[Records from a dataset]
--------------------

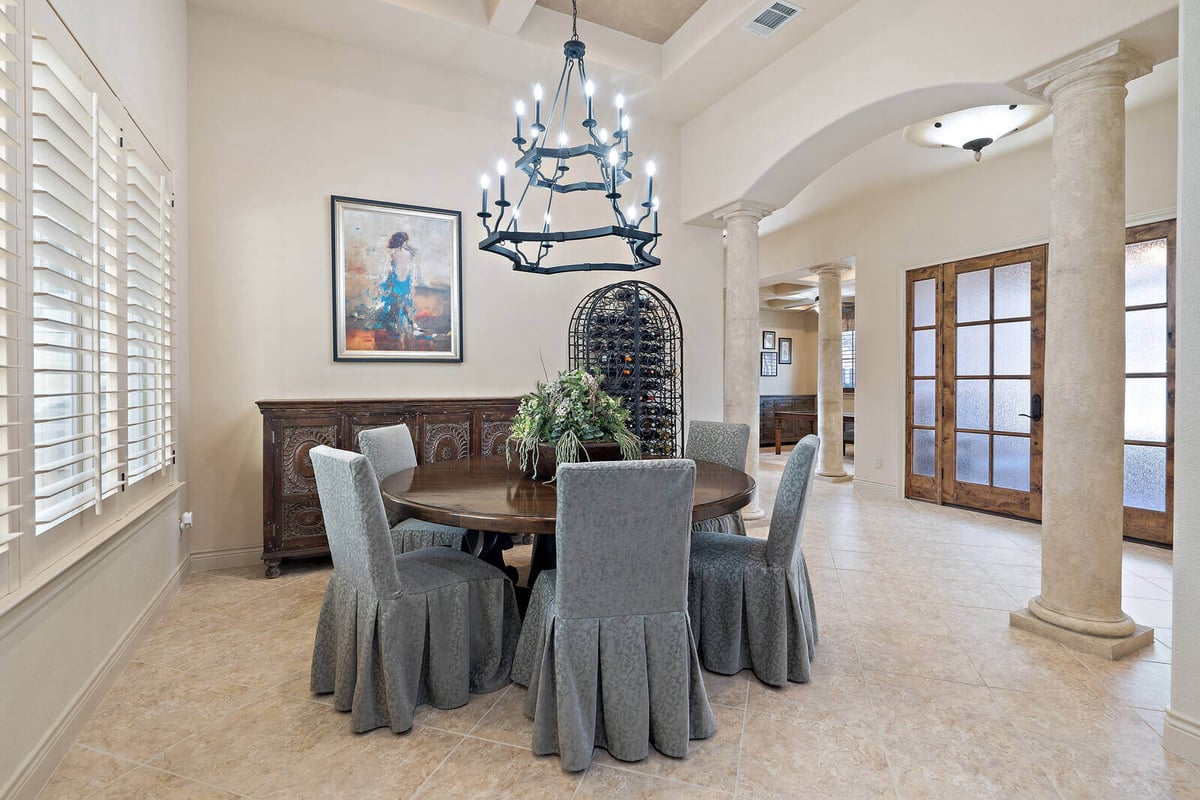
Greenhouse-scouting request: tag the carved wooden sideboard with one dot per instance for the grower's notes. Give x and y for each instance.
(792, 429)
(293, 525)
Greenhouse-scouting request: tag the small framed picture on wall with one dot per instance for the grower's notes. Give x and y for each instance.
(785, 349)
(769, 367)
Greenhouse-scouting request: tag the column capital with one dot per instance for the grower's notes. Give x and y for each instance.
(743, 209)
(835, 269)
(1113, 64)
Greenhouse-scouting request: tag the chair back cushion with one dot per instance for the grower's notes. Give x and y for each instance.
(721, 443)
(355, 522)
(622, 537)
(787, 517)
(389, 449)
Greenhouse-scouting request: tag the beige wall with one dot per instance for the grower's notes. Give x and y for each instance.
(1182, 727)
(996, 204)
(60, 648)
(279, 122)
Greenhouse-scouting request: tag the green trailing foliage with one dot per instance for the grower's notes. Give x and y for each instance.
(569, 411)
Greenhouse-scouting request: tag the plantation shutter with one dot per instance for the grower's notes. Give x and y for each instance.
(67, 307)
(12, 157)
(150, 316)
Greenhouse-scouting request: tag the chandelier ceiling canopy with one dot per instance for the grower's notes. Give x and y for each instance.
(603, 168)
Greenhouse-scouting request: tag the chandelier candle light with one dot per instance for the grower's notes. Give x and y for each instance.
(547, 167)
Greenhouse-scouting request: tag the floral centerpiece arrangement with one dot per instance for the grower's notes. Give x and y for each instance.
(562, 421)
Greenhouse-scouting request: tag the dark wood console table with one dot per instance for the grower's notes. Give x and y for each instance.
(443, 429)
(810, 420)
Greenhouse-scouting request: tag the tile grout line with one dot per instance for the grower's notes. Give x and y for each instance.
(441, 764)
(745, 716)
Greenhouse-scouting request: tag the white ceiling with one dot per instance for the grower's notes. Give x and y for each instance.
(520, 42)
(654, 22)
(892, 161)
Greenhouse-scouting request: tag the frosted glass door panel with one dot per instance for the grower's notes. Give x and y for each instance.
(1146, 272)
(923, 452)
(1146, 341)
(1011, 398)
(924, 296)
(1013, 290)
(1012, 349)
(975, 296)
(924, 353)
(971, 404)
(923, 409)
(973, 346)
(972, 457)
(1011, 463)
(1146, 477)
(1146, 409)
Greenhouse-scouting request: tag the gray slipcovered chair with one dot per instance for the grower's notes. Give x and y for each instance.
(425, 627)
(390, 450)
(613, 659)
(750, 600)
(721, 443)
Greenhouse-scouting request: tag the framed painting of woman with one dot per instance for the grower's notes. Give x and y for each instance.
(397, 282)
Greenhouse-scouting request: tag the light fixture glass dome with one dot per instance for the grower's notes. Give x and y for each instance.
(975, 128)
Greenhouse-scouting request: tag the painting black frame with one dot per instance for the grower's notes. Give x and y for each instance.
(340, 353)
(781, 354)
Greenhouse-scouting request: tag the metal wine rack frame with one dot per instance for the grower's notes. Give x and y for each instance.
(629, 336)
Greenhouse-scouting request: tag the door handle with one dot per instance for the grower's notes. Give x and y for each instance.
(1035, 409)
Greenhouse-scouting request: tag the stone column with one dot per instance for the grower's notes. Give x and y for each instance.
(742, 331)
(1083, 471)
(829, 462)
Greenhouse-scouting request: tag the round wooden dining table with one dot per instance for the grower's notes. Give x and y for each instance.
(486, 494)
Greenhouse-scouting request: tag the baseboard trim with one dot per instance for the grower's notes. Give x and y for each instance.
(891, 489)
(40, 765)
(226, 558)
(1181, 735)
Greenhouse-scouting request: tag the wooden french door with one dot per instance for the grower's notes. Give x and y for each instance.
(1150, 382)
(976, 355)
(976, 334)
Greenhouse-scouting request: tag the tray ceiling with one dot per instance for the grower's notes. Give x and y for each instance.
(654, 22)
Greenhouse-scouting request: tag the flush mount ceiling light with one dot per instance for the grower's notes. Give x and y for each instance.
(975, 128)
(546, 158)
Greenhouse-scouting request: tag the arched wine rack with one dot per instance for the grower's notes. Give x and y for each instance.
(629, 336)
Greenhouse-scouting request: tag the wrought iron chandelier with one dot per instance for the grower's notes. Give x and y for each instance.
(546, 167)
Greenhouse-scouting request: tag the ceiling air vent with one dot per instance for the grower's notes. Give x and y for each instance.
(772, 18)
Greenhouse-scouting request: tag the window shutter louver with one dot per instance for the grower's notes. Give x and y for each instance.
(87, 300)
(149, 317)
(12, 160)
(67, 307)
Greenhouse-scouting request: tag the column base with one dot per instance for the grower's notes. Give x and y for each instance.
(1111, 648)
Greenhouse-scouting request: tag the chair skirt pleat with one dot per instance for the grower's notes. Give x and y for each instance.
(382, 657)
(730, 523)
(619, 683)
(751, 615)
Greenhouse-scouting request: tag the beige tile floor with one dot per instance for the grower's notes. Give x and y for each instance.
(921, 690)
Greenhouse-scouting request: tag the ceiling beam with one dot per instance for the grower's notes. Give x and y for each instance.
(508, 16)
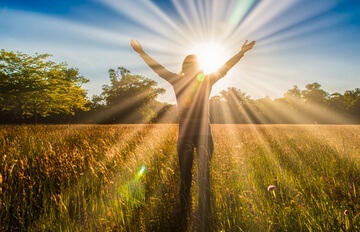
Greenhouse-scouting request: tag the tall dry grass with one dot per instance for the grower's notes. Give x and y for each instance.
(125, 178)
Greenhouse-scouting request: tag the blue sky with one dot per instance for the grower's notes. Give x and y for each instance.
(298, 41)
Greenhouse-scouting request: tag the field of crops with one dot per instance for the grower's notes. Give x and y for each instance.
(125, 178)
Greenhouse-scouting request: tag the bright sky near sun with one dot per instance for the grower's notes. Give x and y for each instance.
(298, 41)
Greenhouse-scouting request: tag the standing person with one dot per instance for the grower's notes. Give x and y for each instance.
(192, 89)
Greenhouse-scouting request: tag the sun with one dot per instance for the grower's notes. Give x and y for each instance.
(211, 55)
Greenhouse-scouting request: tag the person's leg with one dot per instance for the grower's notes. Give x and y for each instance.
(185, 150)
(204, 150)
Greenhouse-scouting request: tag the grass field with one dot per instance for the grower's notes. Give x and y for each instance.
(125, 178)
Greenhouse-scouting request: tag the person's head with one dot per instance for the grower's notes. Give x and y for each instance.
(191, 65)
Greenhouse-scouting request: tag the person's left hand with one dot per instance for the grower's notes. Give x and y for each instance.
(246, 47)
(136, 46)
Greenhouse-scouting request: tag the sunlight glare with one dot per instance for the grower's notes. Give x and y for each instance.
(211, 55)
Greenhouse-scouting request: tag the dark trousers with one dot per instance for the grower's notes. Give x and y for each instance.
(204, 148)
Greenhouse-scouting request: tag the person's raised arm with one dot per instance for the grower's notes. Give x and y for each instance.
(221, 72)
(153, 64)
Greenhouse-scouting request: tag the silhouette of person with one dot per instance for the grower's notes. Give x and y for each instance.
(192, 89)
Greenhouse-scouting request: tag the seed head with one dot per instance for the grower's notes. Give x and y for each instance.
(271, 187)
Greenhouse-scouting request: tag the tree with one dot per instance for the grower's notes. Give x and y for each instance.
(240, 104)
(33, 85)
(314, 94)
(130, 98)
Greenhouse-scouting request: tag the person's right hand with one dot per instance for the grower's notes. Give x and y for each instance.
(136, 46)
(246, 47)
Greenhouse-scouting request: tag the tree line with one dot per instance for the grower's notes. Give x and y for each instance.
(34, 89)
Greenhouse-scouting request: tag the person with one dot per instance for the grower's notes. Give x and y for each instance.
(192, 89)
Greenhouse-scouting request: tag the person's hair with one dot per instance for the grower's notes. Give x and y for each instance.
(189, 63)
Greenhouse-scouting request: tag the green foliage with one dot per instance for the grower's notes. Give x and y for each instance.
(92, 178)
(34, 85)
(129, 97)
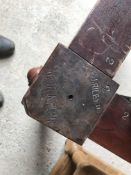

--------------------

▶ _About this task_
Reproduce each line above precisely, with no pictures.

▶ _Result of this task_
Greenhouse-scouting request: tag the carved wooden sideboard with one dot per instance for the grower's notes. Give x and y for each instance.
(792, 429)
(293, 525)
Greenhouse-scouting request: tag the small framed picture on wall with one dot per instance for the grower's notes. Give x and y for each instance.
(785, 349)
(769, 367)
Greenhouse-scouting request: tag the column capital with one dot per instance for the grower's notes. Give x and y for each instance.
(743, 209)
(835, 269)
(1113, 64)
Greenhouse-scouting request: tag the chair back cushion with one dot per instance for the grower's notes. Give x and y for each instance.
(721, 443)
(355, 522)
(622, 537)
(787, 517)
(389, 449)
Greenhouse-scouting request: tag the beige wall with one dot per instance for the grower's notes. Give x and y for each instance.
(1182, 727)
(996, 204)
(60, 648)
(279, 122)
Greenhouse-scouting request: tag the green trailing foliage with one dot per instance for the grower's notes. Give x and y for each instance.
(569, 411)
Greenhouse-scouting request: tag the plantation shutter with one dot per instance for the grower's notes. Give x and y for each instance.
(67, 307)
(12, 157)
(150, 316)
Greenhouse-scouting request: tag the chandelier ceiling canopy with one dot per instance for the grower's notes. Give x and y for each instance.
(603, 168)
Greenhouse-scouting request: tag the chandelier candle light with one dot per instance for the grower's notes. Give x and y for each instance.
(547, 167)
Greenhouse-scouting request: tag the floral centerpiece arrangement with one dot per instance for the grower's notes. Give x and y for each instance.
(562, 421)
Greenhouse-scouting request: tag the dark wood console table with one dot per instance for the grower's notes. Give x and y for each instance.
(443, 429)
(810, 420)
Greenhouse-scouting request: tag the tile grout line with one dot per instance for the grower's notes. Give x and y for each instance.
(441, 764)
(745, 716)
Greenhouse-scouting request: tag the white ceiling with one dot per instance for the grower's notes. Give x and y for each instance.
(520, 42)
(654, 22)
(892, 161)
Greenhouse-scouting request: tag the frosted glass door panel with one dot per instance for the grower's notes. Give x and y for each instance.
(1146, 272)
(923, 452)
(1146, 341)
(1011, 398)
(924, 296)
(1013, 290)
(1012, 349)
(975, 296)
(924, 353)
(971, 404)
(923, 409)
(973, 346)
(972, 457)
(1011, 463)
(1146, 477)
(1146, 409)
Greenhouse-scouting request: tag the gray slipcovered chair with one dot per instance for the grower's notes. Give x and y for each instance.
(425, 627)
(390, 450)
(613, 659)
(750, 600)
(721, 443)
Greenhouse-scouting request: tag the framed painting of woman with one dot per instance for the grower's notes. Give x and y for each instance.
(397, 282)
Greenhouse-scouting request: tag the light fixture glass dome with one dot per instance for the grower's notes. Give x and y for each instance.
(975, 128)
Greenhouse-scouting request: tag the painting black frame with one dot per instance for the grower's notes. Give x and y for each instance.
(340, 353)
(781, 354)
Greenhouse-scouting request: tag the metal wine rack frame with one dot per instance for the grower's notes. Give x and y for each instance.
(629, 336)
Greenhouse-scouting request: tag the door handle with one dot per instance for the grower's notes. Give x and y for each instance.
(1035, 409)
Greenhouse-scouting request: tag the stone column with one dot per instance for the grower's notes. Give x and y for each instance.
(742, 331)
(1083, 471)
(829, 462)
Greenhouse-scouting request: tag the round wooden dining table with one dot per instance for the grower's notes. Give x and y for each instance.
(486, 494)
Greenhouse-scouting request: tag the baseboard trim with one dot per instance for the grower's notes. Give x and y for each instance.
(891, 489)
(40, 765)
(226, 558)
(1181, 735)
Greenhouse-scouting request: tag the wooden french door with one dot per instance for the grower's notes. Give x and y for each instance.
(1150, 382)
(976, 355)
(976, 334)
Greenhouse-scouting request: tag the tray ceiling with one dot per instance for the grower's notes. Give x and y for each instance.
(654, 22)
Greenhouse-scouting request: tag the flush mount ceiling light with one dot per instance for the grower's notes. Give x and y for each instance.
(975, 128)
(546, 158)
Greenhouse-scouting request: tag the arched wine rack with one dot per instance for the grower's notes. Give x and y for each instance.
(629, 336)
Greenhouse-scouting request: tag the wrought iron chandelier with one dot per instance for the grower's notes. Give x and y for each instance.
(546, 167)
Greenhouse-scouting request: tag the ceiling air vent with one dot per instance for the grower's notes. Give x and y for each instance.
(772, 18)
Greenhouse-scouting request: tag the window shutter louver with one dot per instance for the grower's notes. Give x and y for each instance.
(87, 300)
(149, 317)
(12, 160)
(67, 307)
Greenhouse-scouting request: tag the column base with one dot per instance for the grower's notes. Give x and y for each instance.
(1111, 648)
Greenhouse-scouting request: tag the chair skirt pleat with one dot per instance for the grower's notes. Give x and y for each instance.
(382, 657)
(730, 523)
(619, 683)
(751, 615)
Greenhouse-scouting request: tag the beige tile floor with one dot per instance for the grower's notes. Give x and y for each instance.
(921, 690)
Greenhouse-scouting request: tag the ceiling beam with one dot per instance for the grower's notes. Give x and y for each instance.
(508, 16)
Greenhouse-scouting request: tag the tall dry grass with one dot per instance for the grower's notes. Give x and y for each instance.
(125, 178)
Greenhouse-scouting request: tag the blue sky with one dot per instance for the grower's notes. Give x and y for each instance.
(298, 41)
Greenhouse-scouting request: tag the field of crops with one dot per instance for the grower's notes. Give x and y for each instance.
(125, 178)
Greenhouse-scouting request: tag the bright sky near sun with one dot per instance for the grower's notes. Give x and y for each instance.
(298, 41)
Greenhouse-scouting request: tag the standing person with one dot per instance for the grower's notes. Give x and y for each instance.
(192, 89)
Greenhouse-scouting request: tag the sun with one dot per instance for the grower's notes. Give x and y for each instance.
(211, 55)
Greenhouse-scouting request: tag the person's leg with one dot per instance for the grower's notes. Give x and y for each instance.
(185, 150)
(204, 150)
Greenhouse-scouting request: tag the grass field with one dot per instance for the grower's notes. Give x and y for each instance.
(125, 178)
Greenhouse-scouting request: tag the person's head with one dot per instance for the grower's notes. Give x and y for each instance.
(191, 65)
Greenhouse-scouting request: tag the person's left hand with one dot per instance for the grower's notes. Give x and y for each instance.
(246, 47)
(136, 46)
Greenhouse-scouting request: tag the sunlight glare with one dot per instance for the grower's notes. Give x and y for each instance.
(211, 55)
Greenhouse-scouting request: tag the dark trousers with one dot per instance for the grower's notes. Give x and y for each instance.
(204, 148)
Greenhouse-scouting request: tag the person's raised arm with one dot per instance for the grower's notes. Give x and y for each instance.
(221, 72)
(153, 64)
Greenhouse-scouting request: tag the silhouette of person with one dot per instance for the grower's notes. Give x and y for each instance.
(192, 89)
Greenhouse-scouting request: tag the seed head with one dot per instance for the grower's notes. Give x and y for each instance.
(271, 187)
Greenhouse-scouting request: tag the tree with one dot per instance for the grower's notes. Give x and y for each instance.
(240, 104)
(33, 85)
(314, 94)
(130, 98)
Greenhouse-scouting request: tag the person's right hand with one dot per instance for the grower's notes. Give x and y for each instance.
(136, 46)
(246, 47)
Greenhouse-scouting request: tag the tree line with one dot per instance for the grower's notes. Give x and y for each instance.
(34, 89)
Greenhouse-scouting request: tag the person with one dot per instance for the grower's notes. Give x and y for each instance.
(192, 89)
Greenhouse-scouting request: tag the person's hair with one dot per instance for the grower's notes. Give x and y for each instance.
(189, 63)
Greenhouse-scouting request: tag the green foliage with one dot per instance for the grower's notes. Give x and y for each instance.
(92, 178)
(34, 85)
(129, 97)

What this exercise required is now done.